**GOAL**
Quote every row below word for word, leaving out the pictures.

━━━━━━━━━━

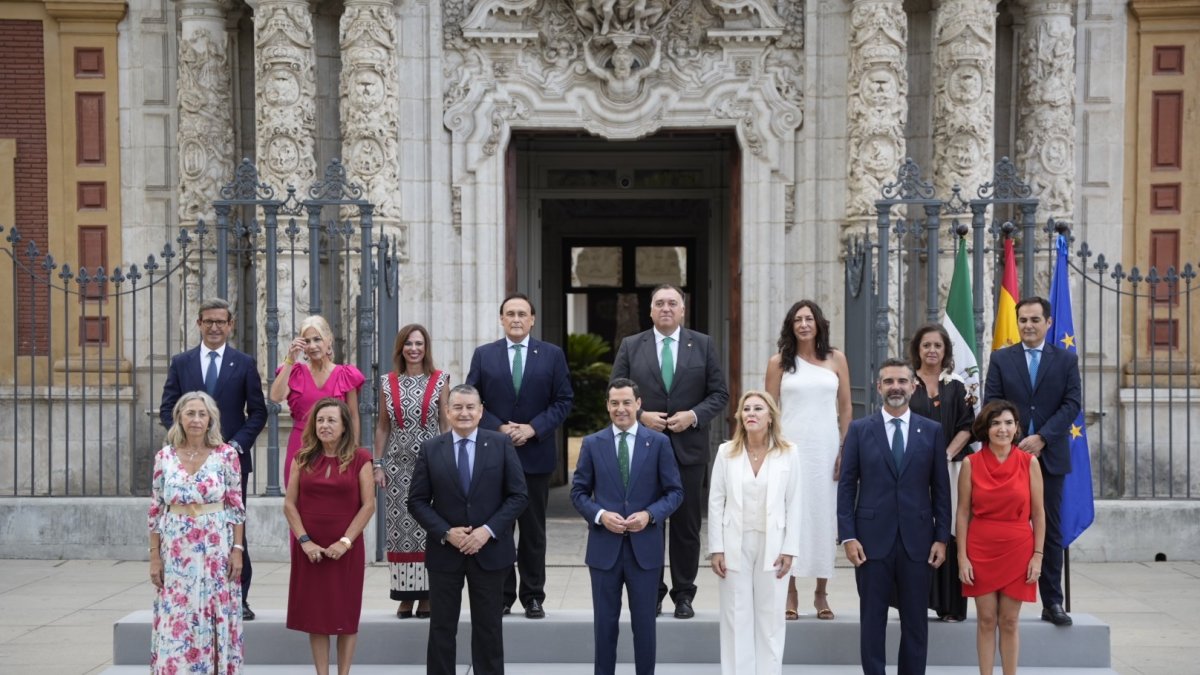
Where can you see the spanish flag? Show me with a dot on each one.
(1006, 309)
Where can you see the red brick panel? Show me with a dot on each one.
(23, 118)
(1167, 130)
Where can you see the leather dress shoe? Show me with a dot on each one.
(534, 610)
(1056, 615)
(683, 609)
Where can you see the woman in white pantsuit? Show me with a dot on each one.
(754, 511)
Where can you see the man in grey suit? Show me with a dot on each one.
(683, 389)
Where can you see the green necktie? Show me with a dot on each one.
(667, 363)
(517, 368)
(623, 459)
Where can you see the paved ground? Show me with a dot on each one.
(57, 616)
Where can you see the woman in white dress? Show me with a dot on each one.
(811, 382)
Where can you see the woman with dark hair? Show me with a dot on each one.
(196, 519)
(414, 408)
(329, 501)
(1002, 523)
(811, 382)
(941, 395)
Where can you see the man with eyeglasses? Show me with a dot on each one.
(232, 378)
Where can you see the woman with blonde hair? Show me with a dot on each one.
(329, 501)
(754, 512)
(196, 519)
(303, 384)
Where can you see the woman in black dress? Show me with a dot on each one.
(941, 395)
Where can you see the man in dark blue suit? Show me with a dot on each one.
(467, 491)
(894, 518)
(527, 394)
(232, 378)
(627, 483)
(1042, 380)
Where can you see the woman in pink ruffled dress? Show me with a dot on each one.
(305, 383)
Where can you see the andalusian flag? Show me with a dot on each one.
(1006, 310)
(1078, 511)
(959, 322)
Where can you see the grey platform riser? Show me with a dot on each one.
(567, 637)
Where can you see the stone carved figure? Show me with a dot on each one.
(877, 109)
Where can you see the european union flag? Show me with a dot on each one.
(1078, 509)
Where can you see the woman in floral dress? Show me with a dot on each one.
(421, 393)
(196, 545)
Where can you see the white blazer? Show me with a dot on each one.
(725, 506)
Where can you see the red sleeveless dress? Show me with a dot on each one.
(1000, 537)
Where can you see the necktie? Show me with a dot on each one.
(210, 375)
(517, 368)
(623, 459)
(897, 442)
(463, 466)
(667, 363)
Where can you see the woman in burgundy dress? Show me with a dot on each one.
(329, 501)
(1002, 521)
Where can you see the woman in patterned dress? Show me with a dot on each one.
(420, 413)
(196, 532)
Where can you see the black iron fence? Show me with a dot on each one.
(1133, 322)
(81, 389)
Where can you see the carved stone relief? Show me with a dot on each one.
(877, 108)
(964, 94)
(1045, 127)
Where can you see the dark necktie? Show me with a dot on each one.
(623, 459)
(463, 466)
(897, 442)
(210, 375)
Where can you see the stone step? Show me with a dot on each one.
(565, 637)
(627, 669)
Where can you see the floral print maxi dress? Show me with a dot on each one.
(197, 614)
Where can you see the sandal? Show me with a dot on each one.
(823, 614)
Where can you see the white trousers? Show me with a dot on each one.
(753, 602)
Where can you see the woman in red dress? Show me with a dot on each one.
(1001, 519)
(329, 501)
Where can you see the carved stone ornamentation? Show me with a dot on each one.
(964, 94)
(876, 108)
(1045, 123)
(205, 109)
(370, 105)
(286, 89)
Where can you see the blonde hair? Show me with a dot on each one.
(775, 441)
(177, 436)
(311, 446)
(321, 326)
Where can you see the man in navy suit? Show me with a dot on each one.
(527, 394)
(1042, 380)
(894, 518)
(467, 491)
(627, 483)
(679, 374)
(232, 378)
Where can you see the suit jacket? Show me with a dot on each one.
(1053, 402)
(496, 499)
(876, 502)
(726, 513)
(239, 396)
(544, 402)
(654, 487)
(699, 386)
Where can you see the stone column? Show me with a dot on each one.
(1045, 107)
(205, 131)
(964, 95)
(876, 109)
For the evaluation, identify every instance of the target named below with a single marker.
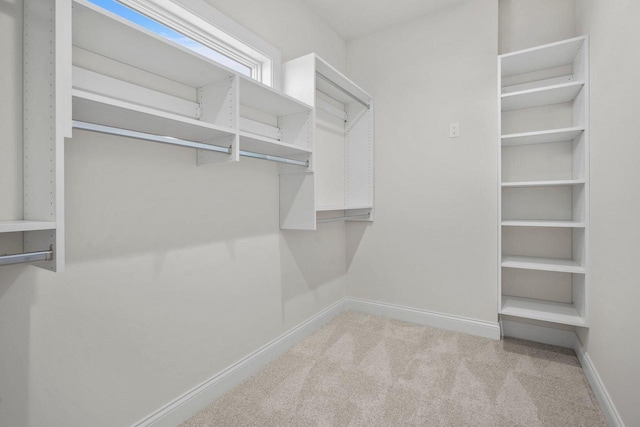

━━━━━━━━━━

**FINISHED TASK**
Where can you see the spanish flag? Show me with a dot on each one.
(1006, 309)
Where can you see the red brick panel? Show me with a dot on each one.
(23, 118)
(1167, 130)
Where can you see the leather dress shoe? Show me with a dot on each one.
(534, 610)
(1056, 615)
(683, 609)
Where can you see the woman in white pantsuit? Show me with a dot on each one.
(754, 511)
Where can you see the man in grey suit? Show me with a dot on each one.
(683, 389)
Where can you see the green necktie? Show me with a dot on each one.
(667, 363)
(517, 368)
(623, 459)
Where can you see the paved ground? Show me with a dot on each one.
(57, 616)
Where can you see the woman in white dress? Show me with a dot on each one.
(811, 382)
Where can you see the woman with dark hair? Show me with a dot on each one.
(196, 519)
(414, 408)
(329, 501)
(1002, 523)
(811, 382)
(941, 395)
Where can you see the man with eyeglasses? Show me with a dot on each one.
(232, 378)
Where can you see the woman with blonde hair? Show me with a dot on each one.
(329, 501)
(754, 512)
(196, 519)
(303, 384)
Where can you see the woman in black dress? Show me with a dot on each one.
(941, 395)
Where can you see the man in dark blue suit? Show me with a dot on each one.
(467, 491)
(894, 518)
(527, 394)
(232, 378)
(627, 483)
(1042, 380)
Where can you see the woman in pink ruffled dress? Show me with a dot on each one.
(305, 383)
Where can you see the andalusian flag? Show me with a dot on each one.
(1006, 310)
(1078, 511)
(959, 322)
Where can you see the grey platform riser? Show me with a dot on each one.
(567, 637)
Where can you see the stone carved figure? Show me with a dot on each one.
(877, 109)
Where can you see the european union flag? Show me with a dot on each one.
(1078, 509)
Where can you see the woman in floral dress? Show me with a dot on each one.
(421, 393)
(196, 545)
Where can you see the white blazer? Show me with a dot on each one.
(725, 506)
Where can you see the red sleeveless dress? Show me with a dot on each one.
(1000, 537)
Where can you see the necktie? Show me with a dot on each one.
(210, 375)
(517, 368)
(623, 459)
(897, 442)
(463, 466)
(667, 363)
Where can you see the woman in burgundy dress? Show me with a dot on each one.
(329, 501)
(1002, 521)
Where can you see the woman in patterned dress? Show me with a dot on each one.
(420, 413)
(196, 532)
Where can you see the black iron fence? Show me with a dot on each one.
(1133, 322)
(81, 389)
Where can you see the carved stone relief? Show me with a dot on each one.
(877, 108)
(964, 94)
(1045, 127)
Where can you see the dark necktie? Show me with a dot on each one.
(623, 459)
(463, 466)
(897, 442)
(210, 375)
Where can you see the stone step? Show me with a dot on each one.
(565, 637)
(627, 669)
Where can you see the floral print maxi dress? Show me with a dot on each one.
(197, 614)
Where can you see the sandal? Show me with a dot on each one.
(823, 614)
Where can you see the white trousers? Show me with a dot on each one.
(753, 602)
Where can you see the woman in red dress? Show me with a dot on each one.
(1001, 519)
(329, 501)
Where can you see the carved stone ornamentation? Show me with a dot on each one.
(964, 94)
(876, 108)
(1045, 123)
(205, 109)
(370, 105)
(286, 89)
Where can you see the blonde hair? Show me with a dot on each one.
(775, 441)
(177, 436)
(311, 446)
(321, 326)
Where can you see the man in navy suit? Show me with a dot on each one.
(527, 394)
(1042, 380)
(894, 518)
(467, 491)
(627, 483)
(679, 374)
(232, 378)
Where can you see the suit jacket? Show me with a dot on each one.
(1053, 402)
(496, 499)
(876, 502)
(726, 513)
(239, 396)
(544, 402)
(654, 487)
(699, 386)
Where can you see the stone column? Show me with a dot on each one.
(1045, 107)
(205, 131)
(964, 95)
(876, 109)
For the evaluation, identify every instance of the target named below with a single marker.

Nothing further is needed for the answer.